**Document passage**
6.5.2 Bifurcation Analysis
The table below presents an overview of the bifurcation analysis
                    of redemption features embedded in an equity host contract. An entity should
                    always consider the terms and conditions of a specific feature in light of all
                    the relevant accounting guidance before reaching a conclusion.
                | 
                                         Bifurcation Condition 
                                     | 
                                         Condition Met? 
                                     | 
                                         Analysis 
                                     | 
|---|---|---|
| 
                                         Not clearly and closely related 
                                     | 
                                         Yes 
                                     | 
                                         Put and call options are not considered
                                            clearly and closely related to an equity host contract
                                            since the risks and rewards of a fixed settlement upon
                                            redemption are not clearly and closely related to the
                                            risks and rewards of an equity interest. In the
                                            evaluation of this criterion, an entity should consider
                                            the payoff profile of the settlement (see Section
                                                4.2.2) rather than the form of settlement
                                            (i.e., cash versus shares). 
                                     | 
| 
                                         Hybrid instrument not measured at fair
                                            value through earnings on a recurring basis 
                                     | 
                                         It depends 
                                     | 
                                         From the issuer’s perspective, equity
                                            host contracts are not measured at fair value on a
                                            recurring basis since they are not eligible for the fair
                                            value option in ASC 815-15 or ASC 825-10. Legal form
                                            equity contracts that require liability classification
                                            (and thus are potentially subject to recurring fair
                                            value measurement) would not typically be considered
                                            equity hosts in the evaluation of embedded features. 
                                        From the holder’s perspective, the
                                            determination of whether the hybrid instrument is
                                            measured at fair value, with changes in fair value
                                            recorded through earnings, depends on whether the
                                            instrument is (1) an equity method investment, (2)
                                            considered a debt security within the scope of ASC 320
                                            (and whether the holder has elected to apply the fair
                                            value option), or (3) an equity security within the
                                            scope of ASC 321. 
                                     | 
| 
                                         Meets the definition of a derivative 
                                     | 
                                         It depends 
                                     | 
                                         The determination of whether a
                                            redemption feature embedded in an equity host meets the
                                            definition of a derivative often depends on whether the
                                            feature meets the net settlement criterion —
                                            specifically, whether the underlying instrument (e.g.,
                                            preferred stock) is RCC. The gross exchange of an equity
                                            host instrument that is not RCC for cash does not
                                            inherently meet the net settlement criterion.

**Dataset content**

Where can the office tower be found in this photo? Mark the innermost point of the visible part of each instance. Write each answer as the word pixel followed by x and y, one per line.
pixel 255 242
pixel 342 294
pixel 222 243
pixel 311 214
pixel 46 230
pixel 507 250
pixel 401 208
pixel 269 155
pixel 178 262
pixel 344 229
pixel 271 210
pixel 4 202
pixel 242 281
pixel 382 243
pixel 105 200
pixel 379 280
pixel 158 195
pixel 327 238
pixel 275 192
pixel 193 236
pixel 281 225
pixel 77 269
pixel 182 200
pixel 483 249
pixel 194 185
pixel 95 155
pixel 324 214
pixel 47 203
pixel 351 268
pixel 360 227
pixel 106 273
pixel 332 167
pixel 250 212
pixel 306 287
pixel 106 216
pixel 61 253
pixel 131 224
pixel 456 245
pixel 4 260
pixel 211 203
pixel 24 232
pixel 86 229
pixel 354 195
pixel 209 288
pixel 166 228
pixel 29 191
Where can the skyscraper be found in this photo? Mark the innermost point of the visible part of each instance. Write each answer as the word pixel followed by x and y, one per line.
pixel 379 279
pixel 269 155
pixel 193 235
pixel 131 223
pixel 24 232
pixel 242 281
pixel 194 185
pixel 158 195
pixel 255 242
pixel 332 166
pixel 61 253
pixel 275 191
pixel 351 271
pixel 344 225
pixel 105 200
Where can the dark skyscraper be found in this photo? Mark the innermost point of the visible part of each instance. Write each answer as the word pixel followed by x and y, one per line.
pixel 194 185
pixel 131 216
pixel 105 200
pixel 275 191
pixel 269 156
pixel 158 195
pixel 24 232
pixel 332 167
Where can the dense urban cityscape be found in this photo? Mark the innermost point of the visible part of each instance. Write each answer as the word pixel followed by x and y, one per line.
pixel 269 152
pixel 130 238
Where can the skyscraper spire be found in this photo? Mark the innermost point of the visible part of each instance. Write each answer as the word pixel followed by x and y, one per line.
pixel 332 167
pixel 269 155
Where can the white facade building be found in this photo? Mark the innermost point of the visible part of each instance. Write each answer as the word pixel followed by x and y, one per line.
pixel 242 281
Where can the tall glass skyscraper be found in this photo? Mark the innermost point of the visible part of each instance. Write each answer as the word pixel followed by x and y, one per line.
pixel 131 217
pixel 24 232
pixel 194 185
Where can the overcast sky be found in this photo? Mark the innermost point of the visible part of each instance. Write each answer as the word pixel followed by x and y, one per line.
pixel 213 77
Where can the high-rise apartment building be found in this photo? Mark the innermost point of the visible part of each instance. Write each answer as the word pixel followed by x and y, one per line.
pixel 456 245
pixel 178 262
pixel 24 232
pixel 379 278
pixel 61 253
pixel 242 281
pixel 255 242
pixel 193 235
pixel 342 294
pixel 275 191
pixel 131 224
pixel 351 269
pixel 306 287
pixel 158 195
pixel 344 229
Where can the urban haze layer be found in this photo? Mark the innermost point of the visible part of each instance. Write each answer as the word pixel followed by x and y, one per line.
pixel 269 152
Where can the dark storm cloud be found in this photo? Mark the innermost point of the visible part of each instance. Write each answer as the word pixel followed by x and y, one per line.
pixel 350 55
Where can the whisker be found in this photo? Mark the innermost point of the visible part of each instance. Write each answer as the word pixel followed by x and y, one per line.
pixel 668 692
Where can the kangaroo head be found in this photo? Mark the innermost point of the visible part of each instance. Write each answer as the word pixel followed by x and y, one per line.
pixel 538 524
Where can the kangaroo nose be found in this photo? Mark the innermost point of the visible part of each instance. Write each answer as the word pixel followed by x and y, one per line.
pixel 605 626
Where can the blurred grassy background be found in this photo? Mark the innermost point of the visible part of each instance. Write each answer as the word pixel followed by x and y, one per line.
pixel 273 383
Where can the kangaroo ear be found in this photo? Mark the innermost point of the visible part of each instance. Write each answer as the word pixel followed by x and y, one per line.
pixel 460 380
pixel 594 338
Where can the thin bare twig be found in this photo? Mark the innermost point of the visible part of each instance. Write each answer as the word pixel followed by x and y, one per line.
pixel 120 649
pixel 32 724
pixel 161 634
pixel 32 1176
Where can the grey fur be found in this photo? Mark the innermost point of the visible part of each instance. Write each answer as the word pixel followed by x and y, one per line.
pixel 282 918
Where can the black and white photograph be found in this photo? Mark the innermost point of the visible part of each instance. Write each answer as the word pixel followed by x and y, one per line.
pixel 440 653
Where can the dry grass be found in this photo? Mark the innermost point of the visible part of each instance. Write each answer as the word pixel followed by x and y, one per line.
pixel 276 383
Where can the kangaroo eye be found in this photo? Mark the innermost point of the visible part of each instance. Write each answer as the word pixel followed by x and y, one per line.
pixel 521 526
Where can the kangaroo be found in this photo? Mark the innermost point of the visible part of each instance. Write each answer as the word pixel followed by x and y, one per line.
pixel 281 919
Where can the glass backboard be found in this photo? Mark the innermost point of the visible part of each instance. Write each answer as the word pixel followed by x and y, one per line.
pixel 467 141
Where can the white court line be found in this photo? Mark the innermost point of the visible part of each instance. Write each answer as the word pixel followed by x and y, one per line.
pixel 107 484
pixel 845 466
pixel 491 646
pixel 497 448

**Work instructions**
[A] From the bifurcation analysis text, reproduce the stretch from "6.5.2 Bifurcation Analysis" through "Condition Met?".
[B] Render this sentence from the bifurcation analysis text in Spanish: "An entity should always consider the terms and conditions of a specific feature in light of all the relevant accounting guidance before reaching a conclusion."
[C] Name every ASC reference cited in the bifurcation analysis text.

**Answers to the exercise**
[A]
6.5.2 Bifurcation Analysis
The table below presents an overview of the bifurcation analysis
                    of redemption features embedded in an equity host contract. An entity should
                    always consider the terms and conditions of a specific feature in light of all
                    the relevant accounting guidance before reaching a conclusion.
                | 
                                         Bifurcation Condition 
                                     | 
                                         Condition Met?

[B] Una entidad siempre debe considerar los términos y condiciones de una característica específica a la luz de toda la orientación contable pertinente antes de llegar a una conclusión.

[C]
- ASC 815-15
- ASC 825-10
- ASC 320
- ASC 321